---------- Provided records

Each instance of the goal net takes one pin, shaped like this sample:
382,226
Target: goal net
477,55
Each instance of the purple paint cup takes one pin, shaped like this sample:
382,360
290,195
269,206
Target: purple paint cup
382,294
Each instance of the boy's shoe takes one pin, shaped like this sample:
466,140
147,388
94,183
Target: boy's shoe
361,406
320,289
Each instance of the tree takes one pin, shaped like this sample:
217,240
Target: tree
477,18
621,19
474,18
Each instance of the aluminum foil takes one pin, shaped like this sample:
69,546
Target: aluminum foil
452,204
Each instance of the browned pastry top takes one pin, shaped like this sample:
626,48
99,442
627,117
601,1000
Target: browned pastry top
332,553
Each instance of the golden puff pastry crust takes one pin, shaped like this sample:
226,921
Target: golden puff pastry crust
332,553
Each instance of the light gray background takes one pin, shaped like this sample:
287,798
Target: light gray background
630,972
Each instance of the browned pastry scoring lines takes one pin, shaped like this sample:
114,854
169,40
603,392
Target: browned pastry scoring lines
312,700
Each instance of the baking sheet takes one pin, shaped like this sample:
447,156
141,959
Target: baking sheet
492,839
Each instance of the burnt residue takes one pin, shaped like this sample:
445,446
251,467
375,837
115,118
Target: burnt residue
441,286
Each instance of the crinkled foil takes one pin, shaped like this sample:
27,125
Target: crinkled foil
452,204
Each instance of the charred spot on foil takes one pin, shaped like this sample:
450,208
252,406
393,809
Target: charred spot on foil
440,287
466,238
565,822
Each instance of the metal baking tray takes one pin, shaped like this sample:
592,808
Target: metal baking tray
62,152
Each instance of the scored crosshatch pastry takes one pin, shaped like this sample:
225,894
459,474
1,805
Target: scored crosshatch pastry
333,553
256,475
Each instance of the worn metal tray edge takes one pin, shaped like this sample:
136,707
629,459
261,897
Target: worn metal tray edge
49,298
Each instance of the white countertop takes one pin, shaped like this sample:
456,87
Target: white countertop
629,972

--------------------

Every entry must be output again, exactly as written above.

Each instance of the goal net takes one pin, shaped like this sample:
382,226
Target: goal net
477,55
Each instance of the purple paint cup takes one pin, shaped like this sample:
382,360
290,195
269,206
Target: purple paint cup
382,294
Each instance of the boy's shoe takes one pin, shaped like this sample:
466,140
147,388
94,183
Target: boy's shoe
361,406
320,289
Each instance of the tree takes one pin, shaped like this sample:
217,240
Target: tree
477,18
621,19
474,18
Each instance of the aluminum foil takes one pin, shaped like this sample:
69,546
Target: aluminum foil
452,204
Each instance of the browned pastry top takes one pin, shaped like this sample:
626,48
99,442
627,117
601,1000
Target: browned pastry top
332,553
Each instance of the golden puff pastry crust takes one pin, shaped like this sample:
226,921
Target: golden puff pastry crust
332,553
Each instance of the light gray background takes one pin, shaped like this sample:
287,798
Target: light gray background
630,972
Each instance of the browned pastry scoring lines takes one pin, shaped like this sample:
114,854
169,40
603,392
Target: browned pastry scoring lines
312,700
Each instance of the baking sheet takes one pin, shaped like this sample:
447,156
141,959
Target: baking sheet
492,839
Each instance of the burnt residue takes one pin, shaped like this sample:
445,446
251,467
375,837
115,118
Target: burnt residue
441,286
Each instance of the crinkled foil takes one pin, shaped like this sample:
27,125
Target: crinkled foil
452,204
Each instance of the charred spot on foil takes one pin, shaped like this sample:
450,208
252,406
393,809
Target: charred spot on foil
440,287
466,238
565,822
Each instance of the metal baking tray takes one pin, shaped like this sample:
592,808
Target: metal baking tray
62,152
Each instance of the scored crosshatch pastry takes one pin, shaped like this sample:
225,894
459,474
1,805
Target: scored crosshatch pastry
333,553
256,475
Each instance of the worn metal tray edge takes one pin, shaped like this sample:
136,707
629,459
261,897
Target: worn metal tray edge
49,298
Each instance of the white countertop takes one pin, shaped like this sample:
456,87
Target: white countertop
629,972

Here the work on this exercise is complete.